Work request:
Nothing but the lines from the one that contains "[mark] crane lattice" through the end of the data should be reproduced, and each must match exactly.

Dataset records:

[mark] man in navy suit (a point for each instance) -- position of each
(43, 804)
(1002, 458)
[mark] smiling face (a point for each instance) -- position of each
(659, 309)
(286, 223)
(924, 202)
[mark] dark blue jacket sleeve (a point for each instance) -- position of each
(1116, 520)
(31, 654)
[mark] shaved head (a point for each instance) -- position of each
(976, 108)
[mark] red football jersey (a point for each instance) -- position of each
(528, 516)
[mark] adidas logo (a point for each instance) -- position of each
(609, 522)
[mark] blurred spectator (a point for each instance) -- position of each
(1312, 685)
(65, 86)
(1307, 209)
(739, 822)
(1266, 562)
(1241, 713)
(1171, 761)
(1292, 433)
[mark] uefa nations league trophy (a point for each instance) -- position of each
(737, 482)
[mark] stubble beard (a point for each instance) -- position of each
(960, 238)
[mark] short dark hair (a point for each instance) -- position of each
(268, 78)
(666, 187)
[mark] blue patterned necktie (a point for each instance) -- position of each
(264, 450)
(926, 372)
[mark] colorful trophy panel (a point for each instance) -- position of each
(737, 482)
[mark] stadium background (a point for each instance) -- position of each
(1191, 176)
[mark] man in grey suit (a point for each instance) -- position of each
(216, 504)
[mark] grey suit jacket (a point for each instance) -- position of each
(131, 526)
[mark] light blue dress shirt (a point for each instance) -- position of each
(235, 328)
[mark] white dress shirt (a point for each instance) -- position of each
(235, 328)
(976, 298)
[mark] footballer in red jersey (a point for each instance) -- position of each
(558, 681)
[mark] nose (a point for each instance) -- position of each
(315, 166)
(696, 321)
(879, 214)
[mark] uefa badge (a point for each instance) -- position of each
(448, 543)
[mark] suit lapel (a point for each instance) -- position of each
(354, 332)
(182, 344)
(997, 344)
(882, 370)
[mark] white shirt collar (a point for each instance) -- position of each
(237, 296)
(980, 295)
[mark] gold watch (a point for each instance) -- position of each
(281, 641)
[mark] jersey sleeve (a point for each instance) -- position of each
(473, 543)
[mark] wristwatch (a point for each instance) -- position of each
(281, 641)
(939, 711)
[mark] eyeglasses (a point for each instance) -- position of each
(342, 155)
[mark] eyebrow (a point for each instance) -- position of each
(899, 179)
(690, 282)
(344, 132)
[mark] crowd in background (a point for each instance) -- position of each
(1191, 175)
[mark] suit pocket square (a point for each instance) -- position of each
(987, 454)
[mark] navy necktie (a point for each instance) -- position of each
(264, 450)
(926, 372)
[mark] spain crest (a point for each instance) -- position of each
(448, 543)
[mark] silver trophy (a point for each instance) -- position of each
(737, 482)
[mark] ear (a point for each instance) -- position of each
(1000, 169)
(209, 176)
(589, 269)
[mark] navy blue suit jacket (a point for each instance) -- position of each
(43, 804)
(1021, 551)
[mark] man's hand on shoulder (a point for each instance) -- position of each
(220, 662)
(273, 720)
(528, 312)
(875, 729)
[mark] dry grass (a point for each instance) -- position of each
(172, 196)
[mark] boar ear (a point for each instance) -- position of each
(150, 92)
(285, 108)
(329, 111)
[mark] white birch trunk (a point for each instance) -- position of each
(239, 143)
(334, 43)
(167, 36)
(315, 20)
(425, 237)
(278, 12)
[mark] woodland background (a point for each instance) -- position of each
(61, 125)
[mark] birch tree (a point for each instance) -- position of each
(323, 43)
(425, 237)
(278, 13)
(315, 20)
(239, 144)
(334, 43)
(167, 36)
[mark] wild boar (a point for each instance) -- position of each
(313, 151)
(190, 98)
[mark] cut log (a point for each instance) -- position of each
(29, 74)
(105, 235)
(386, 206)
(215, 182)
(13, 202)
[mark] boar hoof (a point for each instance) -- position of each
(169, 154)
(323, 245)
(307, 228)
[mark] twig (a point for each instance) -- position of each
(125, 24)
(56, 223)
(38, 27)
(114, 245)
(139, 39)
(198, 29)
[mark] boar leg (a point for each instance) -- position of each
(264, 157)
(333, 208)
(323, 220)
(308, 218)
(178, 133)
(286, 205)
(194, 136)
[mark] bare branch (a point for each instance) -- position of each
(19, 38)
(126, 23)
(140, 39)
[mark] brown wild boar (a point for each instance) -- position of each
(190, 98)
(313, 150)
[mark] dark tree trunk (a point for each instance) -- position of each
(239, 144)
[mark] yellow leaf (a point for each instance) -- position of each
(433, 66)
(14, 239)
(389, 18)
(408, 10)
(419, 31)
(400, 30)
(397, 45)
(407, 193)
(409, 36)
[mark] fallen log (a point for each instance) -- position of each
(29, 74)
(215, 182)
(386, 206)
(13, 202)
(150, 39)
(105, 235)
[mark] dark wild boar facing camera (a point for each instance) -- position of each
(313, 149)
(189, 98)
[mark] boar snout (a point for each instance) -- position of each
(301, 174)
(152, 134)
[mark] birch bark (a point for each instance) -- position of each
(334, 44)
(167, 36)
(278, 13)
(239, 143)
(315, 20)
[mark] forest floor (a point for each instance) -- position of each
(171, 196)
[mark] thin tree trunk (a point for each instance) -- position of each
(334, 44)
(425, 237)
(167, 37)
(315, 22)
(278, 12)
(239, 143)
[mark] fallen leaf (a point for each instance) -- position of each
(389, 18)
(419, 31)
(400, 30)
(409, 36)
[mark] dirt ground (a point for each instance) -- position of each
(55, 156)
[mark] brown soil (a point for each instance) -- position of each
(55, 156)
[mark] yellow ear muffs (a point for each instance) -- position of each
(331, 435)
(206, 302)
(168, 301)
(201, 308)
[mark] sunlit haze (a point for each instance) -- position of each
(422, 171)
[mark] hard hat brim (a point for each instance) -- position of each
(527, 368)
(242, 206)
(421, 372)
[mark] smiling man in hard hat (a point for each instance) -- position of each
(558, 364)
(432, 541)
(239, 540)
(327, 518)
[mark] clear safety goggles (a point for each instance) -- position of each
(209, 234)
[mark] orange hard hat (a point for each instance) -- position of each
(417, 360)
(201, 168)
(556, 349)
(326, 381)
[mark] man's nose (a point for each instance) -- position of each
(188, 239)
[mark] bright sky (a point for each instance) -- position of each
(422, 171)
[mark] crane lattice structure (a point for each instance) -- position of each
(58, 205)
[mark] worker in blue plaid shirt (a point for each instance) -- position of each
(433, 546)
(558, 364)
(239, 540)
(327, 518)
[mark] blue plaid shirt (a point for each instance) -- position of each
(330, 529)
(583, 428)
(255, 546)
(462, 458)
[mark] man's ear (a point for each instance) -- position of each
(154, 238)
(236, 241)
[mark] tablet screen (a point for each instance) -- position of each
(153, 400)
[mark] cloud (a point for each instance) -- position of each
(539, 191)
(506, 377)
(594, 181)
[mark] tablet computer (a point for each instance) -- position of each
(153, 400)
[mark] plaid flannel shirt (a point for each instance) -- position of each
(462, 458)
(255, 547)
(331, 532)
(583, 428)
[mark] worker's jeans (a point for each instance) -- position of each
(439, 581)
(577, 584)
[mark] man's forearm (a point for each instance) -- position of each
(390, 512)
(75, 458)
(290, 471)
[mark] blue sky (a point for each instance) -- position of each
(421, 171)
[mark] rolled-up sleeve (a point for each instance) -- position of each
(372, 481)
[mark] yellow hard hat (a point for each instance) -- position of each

Output for this exercise:
[mark] crane lattice structure (a point for each instance) -- position of each
(58, 205)
[mark] worker in blue plaid shirt (a point for each instance) -- position of each
(433, 546)
(558, 364)
(239, 540)
(327, 518)
[mark] blue plaid shirt (a point for each instance) -- position of each
(330, 529)
(583, 428)
(255, 546)
(462, 458)
[mark] man's ear (a point for each instance) -- position of each
(154, 238)
(236, 241)
[mark] tablet screen (a point for each instance) -- position of each
(153, 400)
[mark] cloud (a point for each instance) -- position of each
(539, 191)
(506, 377)
(594, 181)
[mark] tablet computer (a point for each instance) -- position of each
(153, 400)
[mark] plaid flannel shirt (a point for each instance) -- position of each
(462, 458)
(255, 547)
(331, 532)
(583, 428)
[mark] worker's jeans (a point for each instance) -- position of each
(439, 581)
(577, 584)
[mark] man's forearm (a point for each instance) -- position of each
(390, 512)
(75, 458)
(290, 471)
[mark] blue sky (a point for each instance) -- position of each
(421, 171)
[mark] rolled-up sleeve (a point for each instance) -- position of each
(372, 481)
[mark] yellow hard hat (a point for each instance) -- position of each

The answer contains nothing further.